- **Page excerpt**
+ + +
So what can you do to budget properly? Sussman and Alter propose a strategy which reminded participants of the frequency of an exceptional expenses. Specifically, they examined whether participants would spend less on birthday presents when reminded of how often this kind of purchase occurs (more frequently than not if you have a large (chosen) family or friend group). To test this, they assigned participants to one of three conditions: the present debiasing condition, the birthday control condition, or the spending control condition. In the present debiasing condition, participants were asked to list the times last year when they gave people presents. This prime was intended to subtly remind participants that any one birthday present is part of a larger class of goods (i.e., “presents”) and that they do make purchases from this larger category with some frequency. In the birthday control condition, participants were asked to think of which month most people they know had birthdays, and to list the names of the people you know who have birthdays in that month. This condition was intended to encourage participants to think about the same topic (i.e., birthdays) as in the experimental debiasing condition, but without considering spending on presents specifically. Finally, the spending control condition instructed participants to list the times last year when they bought tickets for travel. After responding to this listing task, participants were given a distraction task before moving to the decision about purchasing a watch for a friend’s birthday. They were asked to select a watch from six different sports watches, presented in a random order, varying in price from $15 to $75, and quality, as indicated by a short product description (fewer than 10 words). So what did they find? Well, you may have expected this, but there was no difference in willingness to spend across the two control conditions, but participants’ birthday present choice was significantly less expensive after the subtle reminder that the specific birthday present is part of a larger group of presents that they purchase with some frequency than in either of the control conditions.
+ + +
- **Listed records**
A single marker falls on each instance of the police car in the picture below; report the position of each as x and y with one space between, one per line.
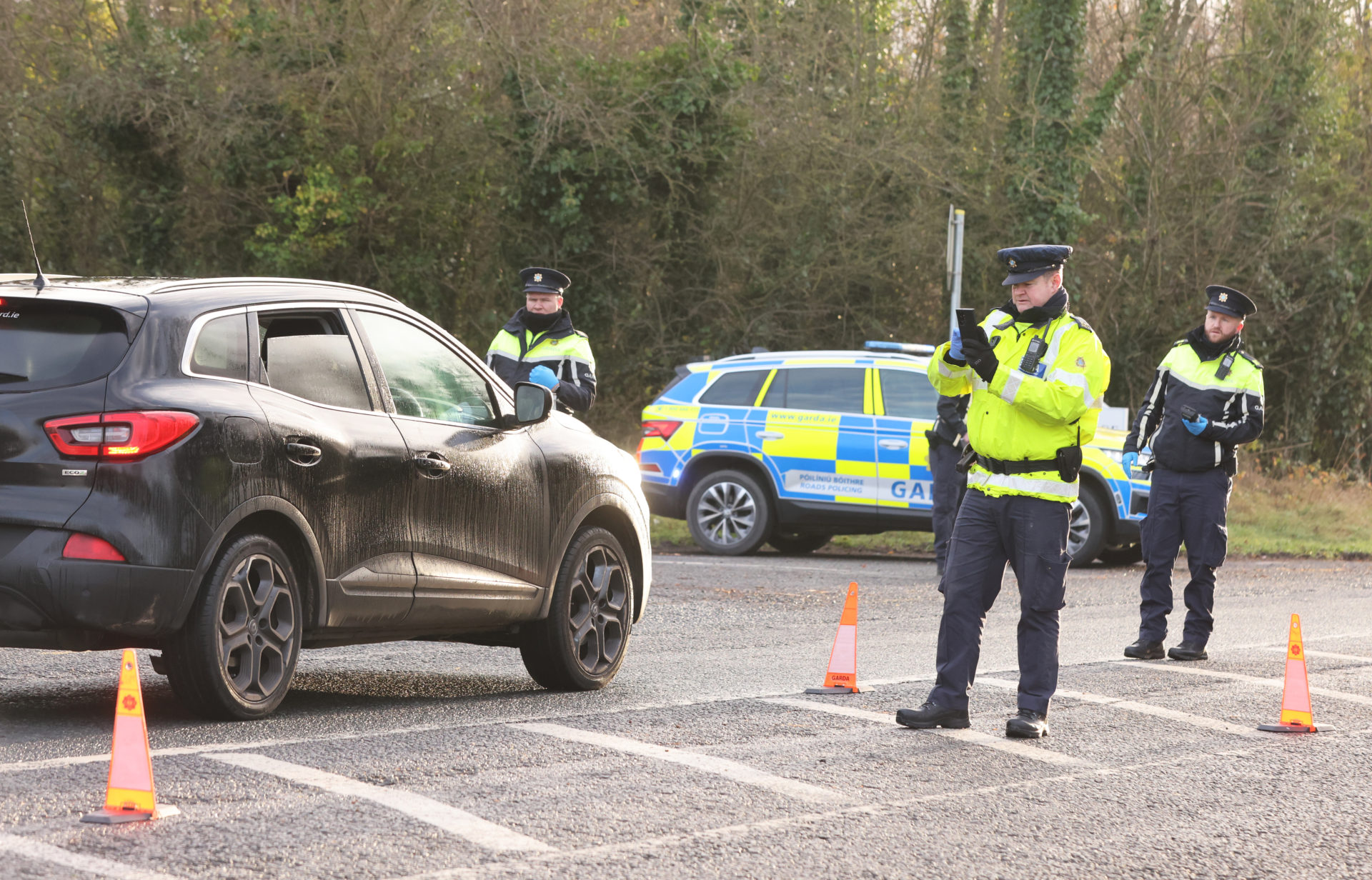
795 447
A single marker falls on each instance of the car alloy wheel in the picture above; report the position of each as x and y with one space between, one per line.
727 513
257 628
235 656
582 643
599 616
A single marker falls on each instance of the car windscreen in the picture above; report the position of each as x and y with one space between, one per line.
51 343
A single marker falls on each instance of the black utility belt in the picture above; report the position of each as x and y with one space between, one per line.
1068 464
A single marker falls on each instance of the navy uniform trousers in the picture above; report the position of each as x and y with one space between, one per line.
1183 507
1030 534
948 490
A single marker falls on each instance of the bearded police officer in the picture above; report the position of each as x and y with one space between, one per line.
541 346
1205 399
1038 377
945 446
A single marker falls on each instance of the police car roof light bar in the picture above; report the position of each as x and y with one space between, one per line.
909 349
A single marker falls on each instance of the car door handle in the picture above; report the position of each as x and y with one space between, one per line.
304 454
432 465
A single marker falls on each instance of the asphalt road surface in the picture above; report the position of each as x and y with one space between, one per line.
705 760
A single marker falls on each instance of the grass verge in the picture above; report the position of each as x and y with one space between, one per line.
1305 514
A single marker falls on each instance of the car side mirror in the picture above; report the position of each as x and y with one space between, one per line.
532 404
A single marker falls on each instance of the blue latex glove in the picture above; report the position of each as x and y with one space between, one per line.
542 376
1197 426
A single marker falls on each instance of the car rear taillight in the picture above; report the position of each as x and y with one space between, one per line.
+ + +
- **Task requirements**
**A.** Translate this sentence from the passage on budgeting for birthday presents into Spanish: "Finally, the spending control condition instructed participants to list the times last year when they bought tickets for travel."
**B.** Extend the passage on budgeting for birthday presents, picking up right after its final sentence.

- **Answers in order**
**A.** Por último, la condición de control de gasto indicaba a los participantes que enumeraran las veces que, el año pasado, compraron boletos de viaje.

**B.**
Can you work with this yourself? Yes, you can! Work by Huebner, Fleisch and Ilic (2020) found that the inclusion of both ordinary and exceptional expenditures in a feedback report on credit card spending was the only means of intervention that actually reduced credit card spending. The intervention was run on an app as well, providing the consumer with an overview of their total expenses, total ordinary expenses, total exceptional expenses, and feedback on their expenses as compared to the goal the consumer set themselves (otherwise there very likely wouldn’t be any behavioural change), per week. What we see here is that people need a clear overview, feedback on their goal attainment and preferably, a rather short horizon (weekly rather than monthly), to be able to understand their own behaviour, and to adjust it in such a way that they can still meet their long(er)-term goals (e.g. monthly, annually). This finding that weekly updates and adjustments help people manage their budgets better has also been replicated by Pocheptsova Ghosh & Huang (2020). Out of six different interventions to make people stay in budget, the most effective ones were to take a shorter time horizon (weekly instead of monthly) and adjust the budget with the previous week in mind. It also helped if people gave themselves a bit of wiggle room (e.g. instead of saying “this week I’ll spend $200 and no more”, to be a bit more liberal and work with ranges: “this week I’ll spend between $180 - $220”. However, it has to be mentioned that if you’re on a super stringent budget, the latter method won’t work, because if $200 is all you have, it’s all you have.


So budgeting needn’t be that hard, if you can sit yourself down and figure out, on a weekly basis, what comes in and what goes out. And that you make sure that in the latter category you account for everything: is there a birthday coming up? Has any of your household appliances been acting up lately? Do you have a rainy day fund – if not, maybe time to budget for that too? It doesn’t help that a lot of the current budgeting tools don’t get a lot right when it comes to implementing behavioural science. But that’s a topic for next week – when we discuss how to design the perfect personal finance management (PFM) tool, according to behavioural science!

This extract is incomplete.